▶ _What you have to do_
Transcribe the passage of the TensorFlow forum thread starting at "Hossein_Arjomandi · February" and ending at "out = record.copy()".

▶ _Document text_
Tensorflow dataset pick a sample of whole data

Hossein_Arjomandi · February 2, 2023, 10:42pm

I have a code that generates an iterator from a Tensorflow dataset. The code is this:

@tf.function
def normalize_image(record):
  out = record.copy()
  out['image'] = tf.cast(out['image'], 'float32') / 255.
  return out


train_it = iter(tfds.builder('mnist').as_dataset(split='train').map(normalize_image).repeat().batch(256*10))

However, I want to do the manual splitting. For example, the MNISt dataset has 60000 training samples, but I want to only use the first 50000 (and hold others for validation). The problem is I don’t know how to do so.

I tried to convert it to NumPy and split based on that, but then I couldn’t apply the map to it.

ds_builder = tfds.builder('mnist')
print(dir(ds_builder))
ds_builder.download_and_prepare()
train_ds = tfds.as_numpy(ds_builder.as_dataset(split='train', batch_size=-1))
train_ds['image'] = train_ds['image'][0:50000, : , :]  
train_ds['label'] = train_ds['label'][0:50000]

I was wondering how to do so.

P.S: The ordering of data is also important for me, so I was thinking of loading all data in Numpy and saving the required ones in png and loading with tfds, but I’m not sure if it keeps the original order or not. I want to take the first 50000 samples of the whole 60000 samples.

Thanks.

Kiran_Sai_Ramineni · February 3, 2023, 9:51am

Hi @Hossein_Arjomandi, You can get the first 50k, example from the mnist datset by

image, label = tfds.as_numpy(tfds.load(
    'mnist',
    split='train[:50000]',
    batch_size=-1,
    as_supervised=True,
))

Thank You.

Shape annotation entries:
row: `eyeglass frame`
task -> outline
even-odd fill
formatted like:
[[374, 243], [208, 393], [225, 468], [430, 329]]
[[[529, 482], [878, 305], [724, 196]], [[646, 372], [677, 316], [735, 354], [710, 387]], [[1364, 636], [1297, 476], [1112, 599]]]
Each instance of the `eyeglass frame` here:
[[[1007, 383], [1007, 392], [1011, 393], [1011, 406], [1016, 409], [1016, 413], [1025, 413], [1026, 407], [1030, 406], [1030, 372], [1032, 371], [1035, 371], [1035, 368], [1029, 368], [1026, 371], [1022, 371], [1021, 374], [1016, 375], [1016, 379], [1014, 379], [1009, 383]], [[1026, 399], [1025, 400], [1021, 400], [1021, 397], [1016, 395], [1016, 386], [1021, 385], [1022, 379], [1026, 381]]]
==
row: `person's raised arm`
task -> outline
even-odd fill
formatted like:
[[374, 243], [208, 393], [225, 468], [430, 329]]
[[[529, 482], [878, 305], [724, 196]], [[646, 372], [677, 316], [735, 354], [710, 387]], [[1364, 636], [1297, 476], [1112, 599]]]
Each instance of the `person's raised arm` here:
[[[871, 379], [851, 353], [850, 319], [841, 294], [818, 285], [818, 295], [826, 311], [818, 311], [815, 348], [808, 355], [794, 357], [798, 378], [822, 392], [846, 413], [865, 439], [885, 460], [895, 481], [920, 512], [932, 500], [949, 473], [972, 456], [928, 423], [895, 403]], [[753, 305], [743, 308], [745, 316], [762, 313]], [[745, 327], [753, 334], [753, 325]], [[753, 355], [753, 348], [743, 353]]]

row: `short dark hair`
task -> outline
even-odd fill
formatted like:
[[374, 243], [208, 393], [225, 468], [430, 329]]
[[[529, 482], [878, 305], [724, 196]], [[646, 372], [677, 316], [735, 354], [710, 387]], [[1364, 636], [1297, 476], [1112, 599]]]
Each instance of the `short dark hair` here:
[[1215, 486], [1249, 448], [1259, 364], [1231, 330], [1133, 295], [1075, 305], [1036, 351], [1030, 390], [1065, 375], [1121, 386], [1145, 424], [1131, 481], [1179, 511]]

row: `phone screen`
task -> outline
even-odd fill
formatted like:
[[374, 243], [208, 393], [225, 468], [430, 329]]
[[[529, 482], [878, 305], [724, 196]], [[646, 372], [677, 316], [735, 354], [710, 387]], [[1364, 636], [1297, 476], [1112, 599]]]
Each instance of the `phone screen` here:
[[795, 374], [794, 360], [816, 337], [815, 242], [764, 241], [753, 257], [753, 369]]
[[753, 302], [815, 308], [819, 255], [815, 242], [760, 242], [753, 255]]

▶ _Answer below_
Hossein_Arjomandi · February 2, 2023, 10:42pm

I have a code that generates an iterator from a Tensorflow dataset. The code is this:

@tf.function
def normalize_image(record):
  out = record.copy()